Ex2 Readme. Introduction @auther Ravid Saadia & Achiya Zigler
In this project we will implement the interfaces. There are five classes which we will use in order to implement the interfaces. (We will elaborate each class by it's section)
functions implementations
NodeData class function:
The first class is called "NodeData Class". This class represents the individual Vertex in a (directional) weighted graph, by implementing the interface "node_data" in the code "NodeData".
In this class we will perform the following steps:
/**
* constructor for NodeData to create new Node with uniq key and location.
* @param key
* @return none return
*/
public NodeData(int key);
/**
* constructor for NodeData to create a copy of another node_data.
* @param node_data n
* @return none return
*/
public NodeData(node_data n);
/**
* Returns the key (id) associated with this node.
* @return
*/
public int getKey();
/** Returns the location of this node, if
* none return null.
*
* @return
*/
public geo_location getLocation();
/** Allows changing this node's location.
* @param p - new new location (position) of this node.
*/
public void setLocation(geo_location p);
/**
* Returns the weight associated with this node.

* _ITEMS_:
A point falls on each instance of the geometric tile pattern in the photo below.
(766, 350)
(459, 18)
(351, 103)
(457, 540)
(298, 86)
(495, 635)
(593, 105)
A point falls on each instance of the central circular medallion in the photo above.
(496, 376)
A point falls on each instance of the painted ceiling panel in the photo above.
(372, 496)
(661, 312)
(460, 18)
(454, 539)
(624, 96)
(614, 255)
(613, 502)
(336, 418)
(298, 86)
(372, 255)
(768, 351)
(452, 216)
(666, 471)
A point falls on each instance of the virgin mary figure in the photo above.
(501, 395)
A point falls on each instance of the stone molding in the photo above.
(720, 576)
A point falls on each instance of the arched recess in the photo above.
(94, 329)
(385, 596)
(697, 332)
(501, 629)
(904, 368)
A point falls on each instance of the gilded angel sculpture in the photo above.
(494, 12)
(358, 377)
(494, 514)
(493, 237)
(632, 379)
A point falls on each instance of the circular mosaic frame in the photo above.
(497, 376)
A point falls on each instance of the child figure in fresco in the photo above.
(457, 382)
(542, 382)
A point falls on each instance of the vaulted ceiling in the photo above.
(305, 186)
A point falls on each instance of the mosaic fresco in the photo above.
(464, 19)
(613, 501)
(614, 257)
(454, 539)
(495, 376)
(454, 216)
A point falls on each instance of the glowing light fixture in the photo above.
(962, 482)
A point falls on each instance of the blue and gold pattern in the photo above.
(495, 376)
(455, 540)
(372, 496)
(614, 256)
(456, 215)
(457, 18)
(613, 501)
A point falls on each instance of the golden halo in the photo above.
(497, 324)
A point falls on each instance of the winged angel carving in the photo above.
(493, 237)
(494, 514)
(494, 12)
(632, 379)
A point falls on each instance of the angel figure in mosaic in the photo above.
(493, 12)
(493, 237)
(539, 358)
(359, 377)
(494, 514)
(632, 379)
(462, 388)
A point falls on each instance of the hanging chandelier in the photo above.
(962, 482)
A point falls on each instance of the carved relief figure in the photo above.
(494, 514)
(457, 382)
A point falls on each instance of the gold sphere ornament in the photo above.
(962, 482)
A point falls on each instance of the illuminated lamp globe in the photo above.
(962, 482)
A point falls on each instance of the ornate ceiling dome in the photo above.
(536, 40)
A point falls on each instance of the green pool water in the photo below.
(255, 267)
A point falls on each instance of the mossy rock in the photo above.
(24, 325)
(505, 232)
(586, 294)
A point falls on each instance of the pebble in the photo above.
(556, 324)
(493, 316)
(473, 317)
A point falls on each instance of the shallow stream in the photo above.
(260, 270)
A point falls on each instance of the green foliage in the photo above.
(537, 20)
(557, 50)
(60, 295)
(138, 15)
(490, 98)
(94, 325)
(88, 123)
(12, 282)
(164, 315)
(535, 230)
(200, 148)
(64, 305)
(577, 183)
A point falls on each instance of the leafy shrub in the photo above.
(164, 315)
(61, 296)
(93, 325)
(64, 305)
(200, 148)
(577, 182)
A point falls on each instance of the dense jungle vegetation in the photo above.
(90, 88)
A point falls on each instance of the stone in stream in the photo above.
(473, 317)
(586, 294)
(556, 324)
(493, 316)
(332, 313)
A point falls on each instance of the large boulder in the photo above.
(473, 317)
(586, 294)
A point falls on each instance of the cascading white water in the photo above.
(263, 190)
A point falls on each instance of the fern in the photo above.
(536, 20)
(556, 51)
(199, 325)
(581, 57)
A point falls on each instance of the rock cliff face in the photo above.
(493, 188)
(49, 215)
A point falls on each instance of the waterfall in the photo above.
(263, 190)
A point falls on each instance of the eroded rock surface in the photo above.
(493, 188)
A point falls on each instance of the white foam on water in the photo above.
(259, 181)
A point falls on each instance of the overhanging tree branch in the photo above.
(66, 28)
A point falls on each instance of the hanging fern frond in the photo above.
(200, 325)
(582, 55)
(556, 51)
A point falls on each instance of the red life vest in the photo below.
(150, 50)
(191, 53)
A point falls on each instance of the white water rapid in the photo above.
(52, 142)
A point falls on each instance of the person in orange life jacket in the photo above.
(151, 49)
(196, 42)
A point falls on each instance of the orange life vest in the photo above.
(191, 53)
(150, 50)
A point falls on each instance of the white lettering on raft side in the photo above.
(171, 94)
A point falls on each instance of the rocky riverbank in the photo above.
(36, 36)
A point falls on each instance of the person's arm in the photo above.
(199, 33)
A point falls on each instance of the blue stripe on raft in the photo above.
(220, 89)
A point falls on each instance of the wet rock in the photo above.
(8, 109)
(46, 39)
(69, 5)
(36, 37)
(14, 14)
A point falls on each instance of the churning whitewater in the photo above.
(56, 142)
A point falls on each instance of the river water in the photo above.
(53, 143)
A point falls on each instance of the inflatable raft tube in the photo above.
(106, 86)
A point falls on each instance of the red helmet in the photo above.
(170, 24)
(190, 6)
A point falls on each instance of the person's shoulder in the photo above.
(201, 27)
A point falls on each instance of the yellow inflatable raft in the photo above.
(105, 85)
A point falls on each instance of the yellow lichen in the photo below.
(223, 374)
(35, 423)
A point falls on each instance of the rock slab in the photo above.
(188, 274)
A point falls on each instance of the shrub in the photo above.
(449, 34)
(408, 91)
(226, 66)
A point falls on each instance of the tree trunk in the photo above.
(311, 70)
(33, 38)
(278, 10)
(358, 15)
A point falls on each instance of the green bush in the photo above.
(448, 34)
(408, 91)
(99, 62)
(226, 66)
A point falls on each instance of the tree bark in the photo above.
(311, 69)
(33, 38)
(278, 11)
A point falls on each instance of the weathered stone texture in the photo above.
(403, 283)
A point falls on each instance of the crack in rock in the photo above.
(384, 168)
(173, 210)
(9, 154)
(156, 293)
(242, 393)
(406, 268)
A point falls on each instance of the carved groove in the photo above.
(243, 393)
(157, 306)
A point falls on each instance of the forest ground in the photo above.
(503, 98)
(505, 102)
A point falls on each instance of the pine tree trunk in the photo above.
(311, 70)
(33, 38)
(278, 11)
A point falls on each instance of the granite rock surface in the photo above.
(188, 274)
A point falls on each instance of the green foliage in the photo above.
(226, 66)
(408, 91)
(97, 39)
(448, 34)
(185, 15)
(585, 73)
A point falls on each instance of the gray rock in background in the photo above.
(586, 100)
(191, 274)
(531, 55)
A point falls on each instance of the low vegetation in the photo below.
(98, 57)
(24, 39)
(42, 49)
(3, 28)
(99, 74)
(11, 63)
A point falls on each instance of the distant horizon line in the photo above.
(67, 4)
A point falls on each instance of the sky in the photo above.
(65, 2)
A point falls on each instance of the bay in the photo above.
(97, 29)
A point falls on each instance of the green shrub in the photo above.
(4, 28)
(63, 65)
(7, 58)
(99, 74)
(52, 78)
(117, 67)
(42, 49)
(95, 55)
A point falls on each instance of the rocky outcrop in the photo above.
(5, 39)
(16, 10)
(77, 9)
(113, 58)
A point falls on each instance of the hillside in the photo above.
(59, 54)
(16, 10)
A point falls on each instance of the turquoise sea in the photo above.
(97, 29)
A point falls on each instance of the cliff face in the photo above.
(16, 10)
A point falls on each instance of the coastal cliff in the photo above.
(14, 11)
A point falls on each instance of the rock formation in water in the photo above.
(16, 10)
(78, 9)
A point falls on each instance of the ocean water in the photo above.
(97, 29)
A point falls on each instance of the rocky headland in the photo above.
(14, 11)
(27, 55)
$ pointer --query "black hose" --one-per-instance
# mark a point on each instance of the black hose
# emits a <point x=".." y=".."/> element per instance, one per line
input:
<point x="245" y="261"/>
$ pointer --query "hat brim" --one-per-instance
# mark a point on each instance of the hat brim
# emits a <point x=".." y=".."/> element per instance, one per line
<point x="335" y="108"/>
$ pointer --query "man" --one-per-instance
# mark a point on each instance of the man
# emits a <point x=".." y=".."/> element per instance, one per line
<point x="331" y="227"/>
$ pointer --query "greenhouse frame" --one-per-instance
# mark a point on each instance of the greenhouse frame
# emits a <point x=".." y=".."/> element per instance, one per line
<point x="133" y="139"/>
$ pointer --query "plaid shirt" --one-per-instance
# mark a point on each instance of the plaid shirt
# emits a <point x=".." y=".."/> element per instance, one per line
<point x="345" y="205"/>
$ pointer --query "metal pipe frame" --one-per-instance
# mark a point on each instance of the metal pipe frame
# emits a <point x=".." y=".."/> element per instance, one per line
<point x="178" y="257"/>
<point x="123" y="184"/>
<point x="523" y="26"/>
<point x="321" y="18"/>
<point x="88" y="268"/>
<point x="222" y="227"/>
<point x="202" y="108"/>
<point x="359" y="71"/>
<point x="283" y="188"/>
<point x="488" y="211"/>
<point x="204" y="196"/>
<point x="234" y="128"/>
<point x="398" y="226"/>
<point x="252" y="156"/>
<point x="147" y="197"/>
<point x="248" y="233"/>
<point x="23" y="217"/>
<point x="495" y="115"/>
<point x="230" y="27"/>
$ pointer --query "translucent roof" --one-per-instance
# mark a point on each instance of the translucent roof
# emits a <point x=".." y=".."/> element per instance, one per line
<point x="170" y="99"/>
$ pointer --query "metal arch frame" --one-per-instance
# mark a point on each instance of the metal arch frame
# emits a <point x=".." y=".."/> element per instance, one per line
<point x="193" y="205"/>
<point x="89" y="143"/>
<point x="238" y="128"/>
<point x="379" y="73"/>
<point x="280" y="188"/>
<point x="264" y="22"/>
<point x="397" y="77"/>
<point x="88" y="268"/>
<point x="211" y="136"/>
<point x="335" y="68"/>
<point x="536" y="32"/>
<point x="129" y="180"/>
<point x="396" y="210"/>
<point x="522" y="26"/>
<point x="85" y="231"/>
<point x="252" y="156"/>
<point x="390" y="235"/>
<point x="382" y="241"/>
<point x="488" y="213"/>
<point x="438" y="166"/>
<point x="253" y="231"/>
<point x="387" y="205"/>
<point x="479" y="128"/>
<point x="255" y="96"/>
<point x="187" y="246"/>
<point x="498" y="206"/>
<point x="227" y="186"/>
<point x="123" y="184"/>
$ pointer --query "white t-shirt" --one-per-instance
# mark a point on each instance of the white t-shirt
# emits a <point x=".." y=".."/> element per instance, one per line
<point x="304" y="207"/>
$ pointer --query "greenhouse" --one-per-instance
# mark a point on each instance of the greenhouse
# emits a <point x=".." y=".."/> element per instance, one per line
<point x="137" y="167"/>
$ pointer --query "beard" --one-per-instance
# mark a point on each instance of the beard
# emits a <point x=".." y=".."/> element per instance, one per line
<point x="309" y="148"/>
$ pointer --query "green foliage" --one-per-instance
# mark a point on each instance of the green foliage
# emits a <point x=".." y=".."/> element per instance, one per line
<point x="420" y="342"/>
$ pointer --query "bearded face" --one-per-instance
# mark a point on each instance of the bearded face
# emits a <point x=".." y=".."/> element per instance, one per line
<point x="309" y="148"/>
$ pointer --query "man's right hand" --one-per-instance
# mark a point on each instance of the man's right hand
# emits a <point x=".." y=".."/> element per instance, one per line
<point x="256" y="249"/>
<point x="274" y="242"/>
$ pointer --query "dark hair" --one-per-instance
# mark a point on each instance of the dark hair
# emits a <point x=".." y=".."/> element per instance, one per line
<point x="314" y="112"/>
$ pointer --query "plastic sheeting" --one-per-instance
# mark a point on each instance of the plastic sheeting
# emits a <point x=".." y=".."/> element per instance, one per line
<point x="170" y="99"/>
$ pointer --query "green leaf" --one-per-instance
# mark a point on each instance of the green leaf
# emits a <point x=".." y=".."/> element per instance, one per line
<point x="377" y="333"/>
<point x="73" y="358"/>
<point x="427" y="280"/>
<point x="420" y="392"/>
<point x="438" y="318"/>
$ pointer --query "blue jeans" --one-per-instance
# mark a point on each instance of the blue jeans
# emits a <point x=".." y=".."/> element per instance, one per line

* _ACTIONS TO TAKE_:
1. Copy the readme passage starting at "functions implementations" and ending at "key and location.".
2. Answer these questions using the readme:
(a) How many classes does it say will be used to implement the interfaces?
(b) Which interface does the NodeData class implement?
(c) What does getLocation return if the node has no location?
The records have no connection to the readme.

* _SOLUTION SET_:
1.
functions implementations
NodeData class function:
The first class is called "NodeData Class". This class represents the individual Vertex in a (directional) weighted graph, by implementing the interface "node_data" in the code "NodeData".
In this class we will perform the following steps:
/**
* constructor for NodeData to create new Node with uniq key and location.

2.
(a) Five.
(b) node_data.
(c) Null.